Collected data entries:
%%

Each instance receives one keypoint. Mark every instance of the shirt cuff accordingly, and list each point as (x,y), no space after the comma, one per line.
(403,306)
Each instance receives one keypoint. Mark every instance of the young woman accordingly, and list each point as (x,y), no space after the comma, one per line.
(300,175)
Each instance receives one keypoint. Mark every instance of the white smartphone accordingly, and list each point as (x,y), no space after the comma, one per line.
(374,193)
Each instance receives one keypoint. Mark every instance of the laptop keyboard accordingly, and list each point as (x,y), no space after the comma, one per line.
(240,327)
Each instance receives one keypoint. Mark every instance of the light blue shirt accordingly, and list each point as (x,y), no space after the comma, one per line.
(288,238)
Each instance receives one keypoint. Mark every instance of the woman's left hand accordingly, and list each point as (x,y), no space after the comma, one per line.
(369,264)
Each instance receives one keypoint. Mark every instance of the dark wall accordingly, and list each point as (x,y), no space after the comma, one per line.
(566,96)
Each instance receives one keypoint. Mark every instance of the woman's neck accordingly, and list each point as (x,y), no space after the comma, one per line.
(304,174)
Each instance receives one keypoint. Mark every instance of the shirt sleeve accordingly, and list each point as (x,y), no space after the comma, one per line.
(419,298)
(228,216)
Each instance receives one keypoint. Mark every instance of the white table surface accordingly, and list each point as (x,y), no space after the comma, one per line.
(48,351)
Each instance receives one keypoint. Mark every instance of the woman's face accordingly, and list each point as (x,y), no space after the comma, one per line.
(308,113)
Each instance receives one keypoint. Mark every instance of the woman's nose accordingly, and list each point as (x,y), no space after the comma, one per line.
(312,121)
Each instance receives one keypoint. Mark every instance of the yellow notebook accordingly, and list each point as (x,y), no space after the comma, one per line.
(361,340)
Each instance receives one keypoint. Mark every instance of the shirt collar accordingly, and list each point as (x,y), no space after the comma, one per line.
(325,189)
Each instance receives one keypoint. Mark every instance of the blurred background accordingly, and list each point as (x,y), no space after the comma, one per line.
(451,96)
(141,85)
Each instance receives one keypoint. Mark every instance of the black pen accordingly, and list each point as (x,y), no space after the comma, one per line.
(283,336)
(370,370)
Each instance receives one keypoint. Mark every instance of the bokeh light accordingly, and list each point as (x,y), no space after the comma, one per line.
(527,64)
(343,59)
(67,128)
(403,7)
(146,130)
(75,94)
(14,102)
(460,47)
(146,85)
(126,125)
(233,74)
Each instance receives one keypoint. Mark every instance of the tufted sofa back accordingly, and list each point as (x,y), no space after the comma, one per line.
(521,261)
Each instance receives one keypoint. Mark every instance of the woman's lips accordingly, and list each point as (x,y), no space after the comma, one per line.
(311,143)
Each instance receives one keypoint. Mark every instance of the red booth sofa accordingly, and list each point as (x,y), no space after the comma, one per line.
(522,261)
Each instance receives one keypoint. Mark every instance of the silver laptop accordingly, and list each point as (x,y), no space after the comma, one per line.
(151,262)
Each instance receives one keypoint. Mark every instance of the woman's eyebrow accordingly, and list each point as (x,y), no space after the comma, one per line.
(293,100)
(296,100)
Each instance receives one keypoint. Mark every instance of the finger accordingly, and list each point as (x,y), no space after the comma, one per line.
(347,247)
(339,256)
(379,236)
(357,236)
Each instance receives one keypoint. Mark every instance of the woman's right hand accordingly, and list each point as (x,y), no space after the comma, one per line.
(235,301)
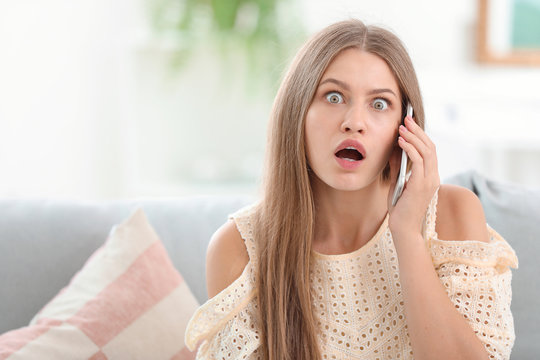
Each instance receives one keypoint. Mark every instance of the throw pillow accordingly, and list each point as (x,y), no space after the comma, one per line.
(127,302)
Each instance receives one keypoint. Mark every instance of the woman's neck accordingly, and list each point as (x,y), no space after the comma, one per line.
(347,220)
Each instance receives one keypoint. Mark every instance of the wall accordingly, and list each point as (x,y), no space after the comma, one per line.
(89,107)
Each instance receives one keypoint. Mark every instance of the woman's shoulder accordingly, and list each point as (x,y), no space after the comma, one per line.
(226,258)
(460,215)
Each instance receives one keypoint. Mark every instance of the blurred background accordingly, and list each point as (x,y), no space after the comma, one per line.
(118,99)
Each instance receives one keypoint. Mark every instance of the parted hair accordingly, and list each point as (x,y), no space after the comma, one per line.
(285,216)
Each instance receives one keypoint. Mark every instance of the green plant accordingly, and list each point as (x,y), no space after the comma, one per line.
(261,32)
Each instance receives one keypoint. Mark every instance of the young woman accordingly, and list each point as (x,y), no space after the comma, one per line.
(324,267)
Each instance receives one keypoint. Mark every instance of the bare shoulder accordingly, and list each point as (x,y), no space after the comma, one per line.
(226,258)
(460,215)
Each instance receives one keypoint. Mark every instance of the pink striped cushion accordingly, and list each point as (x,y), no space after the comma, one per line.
(127,302)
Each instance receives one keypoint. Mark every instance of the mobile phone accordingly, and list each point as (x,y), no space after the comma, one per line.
(403,169)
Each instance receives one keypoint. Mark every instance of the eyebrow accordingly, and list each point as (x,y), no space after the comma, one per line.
(348,88)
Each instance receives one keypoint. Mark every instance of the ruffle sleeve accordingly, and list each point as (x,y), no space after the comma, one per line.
(226,326)
(477,278)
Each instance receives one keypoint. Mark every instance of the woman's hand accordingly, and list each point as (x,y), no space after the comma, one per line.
(407,215)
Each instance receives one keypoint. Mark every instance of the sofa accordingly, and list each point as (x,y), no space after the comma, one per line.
(44,242)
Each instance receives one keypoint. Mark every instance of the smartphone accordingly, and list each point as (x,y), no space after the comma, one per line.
(403,168)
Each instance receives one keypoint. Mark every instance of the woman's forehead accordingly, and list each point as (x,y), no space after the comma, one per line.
(354,65)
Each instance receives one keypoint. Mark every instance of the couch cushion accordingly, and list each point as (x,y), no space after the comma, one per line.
(43,242)
(514,212)
(128,301)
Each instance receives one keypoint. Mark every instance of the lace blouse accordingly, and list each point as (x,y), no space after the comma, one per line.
(358,301)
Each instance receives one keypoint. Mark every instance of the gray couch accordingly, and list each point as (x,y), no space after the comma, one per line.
(43,243)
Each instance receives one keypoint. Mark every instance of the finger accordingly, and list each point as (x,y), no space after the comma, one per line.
(413,127)
(414,155)
(428,151)
(413,139)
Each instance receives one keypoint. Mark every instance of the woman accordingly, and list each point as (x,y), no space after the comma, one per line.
(324,267)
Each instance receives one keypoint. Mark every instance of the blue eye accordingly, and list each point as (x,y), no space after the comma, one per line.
(380,104)
(334,97)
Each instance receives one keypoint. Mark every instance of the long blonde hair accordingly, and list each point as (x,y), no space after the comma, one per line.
(285,217)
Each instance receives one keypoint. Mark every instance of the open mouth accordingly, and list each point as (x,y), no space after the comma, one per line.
(350,154)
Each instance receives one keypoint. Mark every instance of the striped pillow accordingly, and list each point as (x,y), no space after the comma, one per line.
(127,302)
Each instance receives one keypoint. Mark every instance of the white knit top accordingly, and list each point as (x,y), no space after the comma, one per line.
(358,301)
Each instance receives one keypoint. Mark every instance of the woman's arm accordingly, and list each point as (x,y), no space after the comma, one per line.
(226,258)
(435,326)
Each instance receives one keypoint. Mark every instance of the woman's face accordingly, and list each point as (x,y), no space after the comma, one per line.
(351,124)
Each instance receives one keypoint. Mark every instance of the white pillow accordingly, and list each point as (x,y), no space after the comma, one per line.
(127,302)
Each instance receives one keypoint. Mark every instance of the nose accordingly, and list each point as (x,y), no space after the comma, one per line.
(355,120)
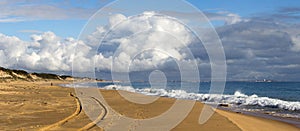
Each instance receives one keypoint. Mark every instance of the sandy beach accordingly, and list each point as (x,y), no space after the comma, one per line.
(40,106)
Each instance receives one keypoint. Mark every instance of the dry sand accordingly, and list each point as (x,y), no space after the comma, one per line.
(40,106)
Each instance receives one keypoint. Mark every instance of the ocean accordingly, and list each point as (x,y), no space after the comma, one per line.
(278,99)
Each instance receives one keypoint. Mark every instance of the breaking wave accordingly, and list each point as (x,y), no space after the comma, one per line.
(237,98)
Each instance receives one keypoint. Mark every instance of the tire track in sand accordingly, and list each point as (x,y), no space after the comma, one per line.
(61,122)
(76,114)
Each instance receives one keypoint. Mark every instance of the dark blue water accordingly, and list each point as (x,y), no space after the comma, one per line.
(288,91)
(275,98)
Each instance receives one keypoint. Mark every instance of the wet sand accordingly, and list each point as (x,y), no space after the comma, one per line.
(40,106)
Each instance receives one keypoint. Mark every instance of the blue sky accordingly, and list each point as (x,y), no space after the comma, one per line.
(70,27)
(261,39)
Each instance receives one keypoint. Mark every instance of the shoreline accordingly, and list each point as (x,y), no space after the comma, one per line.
(23,101)
(288,120)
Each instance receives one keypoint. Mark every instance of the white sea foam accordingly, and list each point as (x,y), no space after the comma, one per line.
(237,98)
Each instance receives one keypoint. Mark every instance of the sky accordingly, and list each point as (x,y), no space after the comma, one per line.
(260,39)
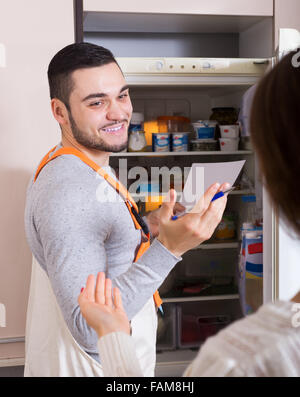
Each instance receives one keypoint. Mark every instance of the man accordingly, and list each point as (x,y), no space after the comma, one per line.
(73,232)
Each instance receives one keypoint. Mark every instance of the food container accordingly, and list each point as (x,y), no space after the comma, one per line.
(173,123)
(137,141)
(224,115)
(230,131)
(179,141)
(226,230)
(161,142)
(166,328)
(204,145)
(194,329)
(229,144)
(205,129)
(246,143)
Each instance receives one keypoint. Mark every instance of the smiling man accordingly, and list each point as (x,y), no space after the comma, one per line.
(72,233)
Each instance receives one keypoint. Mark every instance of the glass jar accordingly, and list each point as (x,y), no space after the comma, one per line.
(173,124)
(224,116)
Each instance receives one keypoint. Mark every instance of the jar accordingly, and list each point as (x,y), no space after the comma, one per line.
(224,116)
(226,230)
(137,141)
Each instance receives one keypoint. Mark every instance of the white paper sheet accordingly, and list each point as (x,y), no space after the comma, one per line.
(203,175)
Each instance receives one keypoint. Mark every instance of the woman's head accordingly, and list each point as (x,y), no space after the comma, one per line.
(275,132)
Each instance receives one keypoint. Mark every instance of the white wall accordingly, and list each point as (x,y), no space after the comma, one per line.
(31,31)
(217,7)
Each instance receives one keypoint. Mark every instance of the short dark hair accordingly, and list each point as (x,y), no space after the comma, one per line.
(70,58)
(275,133)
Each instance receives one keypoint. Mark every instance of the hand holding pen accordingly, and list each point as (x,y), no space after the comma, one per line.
(196,226)
(216,196)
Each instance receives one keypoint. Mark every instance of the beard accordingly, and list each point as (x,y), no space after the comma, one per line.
(95,143)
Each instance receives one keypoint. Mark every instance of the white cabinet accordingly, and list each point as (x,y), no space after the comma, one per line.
(204,7)
(286,16)
(31,32)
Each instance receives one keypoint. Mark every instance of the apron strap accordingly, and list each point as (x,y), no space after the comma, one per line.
(130,203)
(69,150)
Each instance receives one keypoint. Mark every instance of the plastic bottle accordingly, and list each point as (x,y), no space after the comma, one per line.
(251,216)
(250,274)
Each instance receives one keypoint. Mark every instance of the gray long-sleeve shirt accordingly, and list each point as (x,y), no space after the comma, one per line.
(77,225)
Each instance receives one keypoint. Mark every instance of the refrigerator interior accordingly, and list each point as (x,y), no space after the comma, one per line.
(202,290)
(204,285)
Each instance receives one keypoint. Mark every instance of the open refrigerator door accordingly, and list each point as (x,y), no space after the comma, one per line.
(282,253)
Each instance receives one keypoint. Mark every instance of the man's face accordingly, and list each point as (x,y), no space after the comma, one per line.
(100,108)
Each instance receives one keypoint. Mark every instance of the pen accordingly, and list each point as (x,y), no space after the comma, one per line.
(216,196)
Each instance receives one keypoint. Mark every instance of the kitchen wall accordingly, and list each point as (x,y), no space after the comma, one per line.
(31,32)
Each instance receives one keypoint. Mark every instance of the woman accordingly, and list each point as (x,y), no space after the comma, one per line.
(266,343)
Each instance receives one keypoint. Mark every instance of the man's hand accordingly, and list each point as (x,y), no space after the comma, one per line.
(191,229)
(101,312)
(154,216)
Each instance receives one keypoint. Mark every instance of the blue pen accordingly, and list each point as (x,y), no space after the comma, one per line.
(221,194)
(216,196)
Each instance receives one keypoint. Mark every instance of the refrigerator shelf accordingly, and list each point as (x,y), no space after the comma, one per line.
(139,196)
(191,153)
(201,298)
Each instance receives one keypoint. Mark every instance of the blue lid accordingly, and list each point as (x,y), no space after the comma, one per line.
(249,199)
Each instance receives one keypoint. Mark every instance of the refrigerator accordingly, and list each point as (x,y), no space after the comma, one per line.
(202,294)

%%

GIVEN TASK
Starting at the line that contains "the man's hand", repeat each line exactly through the last one in the listing. Include both of those lines and nothing more.

RESPONSE FOR THIS EXERCISE
Each instance receives one keypoint. Mark every instance of the man's hand accordingly, and list each point as (x,y), no space after the comma, one per line.
(191,229)
(101,312)
(154,216)
Each instance receives one keypoint. Mark every instance of the blue pen accordingly, and list each point as (x,y), no space after the comma, one per line.
(221,194)
(216,196)
Each instance receives one keypoint. Mark every instance of the refrigerator shelf accordingly, and list each point as (x,y), no space after the comma, one per line.
(139,196)
(191,153)
(201,298)
Each instance receives one keypoint. Mark every instance of the blue lid accordingly, and list each point as (x,y), no space after the comma, one per line.
(249,199)
Each instance receives one keypoint. Mark every instance of the refrigerator accordingly, and list each point as (x,y), no space after the comma, one per line.
(202,294)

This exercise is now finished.